--- BEGIN ---

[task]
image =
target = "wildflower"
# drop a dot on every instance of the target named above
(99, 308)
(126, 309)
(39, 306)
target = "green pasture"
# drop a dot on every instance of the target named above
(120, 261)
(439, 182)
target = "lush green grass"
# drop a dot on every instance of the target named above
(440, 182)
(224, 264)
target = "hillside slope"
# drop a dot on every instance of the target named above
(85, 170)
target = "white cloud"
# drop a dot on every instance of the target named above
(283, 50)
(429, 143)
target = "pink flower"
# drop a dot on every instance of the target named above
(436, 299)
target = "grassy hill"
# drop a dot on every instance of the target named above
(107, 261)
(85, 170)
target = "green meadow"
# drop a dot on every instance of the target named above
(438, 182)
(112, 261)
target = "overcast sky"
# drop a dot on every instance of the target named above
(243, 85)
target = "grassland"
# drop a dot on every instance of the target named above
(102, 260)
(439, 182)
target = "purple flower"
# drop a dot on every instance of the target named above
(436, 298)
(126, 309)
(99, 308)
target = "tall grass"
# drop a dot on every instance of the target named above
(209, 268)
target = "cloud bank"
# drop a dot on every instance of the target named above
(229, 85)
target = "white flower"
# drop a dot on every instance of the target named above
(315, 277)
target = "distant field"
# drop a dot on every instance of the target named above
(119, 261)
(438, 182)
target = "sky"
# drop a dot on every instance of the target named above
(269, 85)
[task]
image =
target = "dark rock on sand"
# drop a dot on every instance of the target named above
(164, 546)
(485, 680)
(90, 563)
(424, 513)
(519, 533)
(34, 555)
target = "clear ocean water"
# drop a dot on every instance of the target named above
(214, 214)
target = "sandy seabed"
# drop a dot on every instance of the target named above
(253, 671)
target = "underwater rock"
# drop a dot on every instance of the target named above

--- END ---

WHAT IS REQUIRED
Every record above should be copied exactly.

RESULT
[task]
image =
target = "wildflower"
# drop a dot on every instance of the target named above
(99, 308)
(126, 309)
(39, 306)
target = "green pasture"
# drop a dot on every instance of the target named above
(120, 261)
(439, 182)
target = "lush green grass"
# drop a dot on every instance of the target named above
(440, 182)
(224, 264)
target = "hillside slope"
# drop a dot on every instance of the target named above
(85, 170)
target = "white cloud"
# drop a dot on every instance of the target named above
(283, 50)
(429, 143)
target = "pink flower"
# drop a dot on every instance of the target named above
(436, 299)
target = "grassy hill"
# drop a dot on every instance of the target named above
(107, 261)
(85, 170)
target = "green meadow"
# drop a dot on every instance of the target named above
(438, 182)
(112, 261)
target = "overcast sky"
# drop a dot on every instance of the target named above
(243, 85)
target = "grassland"
# drop a dot on every instance of the target named above
(102, 260)
(439, 182)
target = "purple flower"
# drop a dot on every instance of the target named above
(436, 298)
(126, 309)
(99, 308)
target = "tall grass"
# drop a dot on every instance of the target named above
(209, 268)
target = "cloud bank"
# drop a dot on every instance of the target named above
(229, 85)
target = "white flower"
# drop a dot on every instance of the target named above
(315, 277)
target = "distant field"
# drop a dot on every instance of the target named above
(119, 261)
(438, 182)
target = "sky"
# drop a dot on every instance of the target named above
(269, 85)
[task]
image =
target = "dark rock on sand"
# drop a dot on every instance of the target named above
(164, 546)
(485, 680)
(90, 563)
(424, 513)
(519, 533)
(34, 555)
target = "clear ocean water"
# drop a dot on every instance of the target named above
(214, 214)
target = "sandy seabed"
# drop a dot on every instance of the target named above
(253, 671)
target = "underwater rock"
# drop a dot on every instance of the target named above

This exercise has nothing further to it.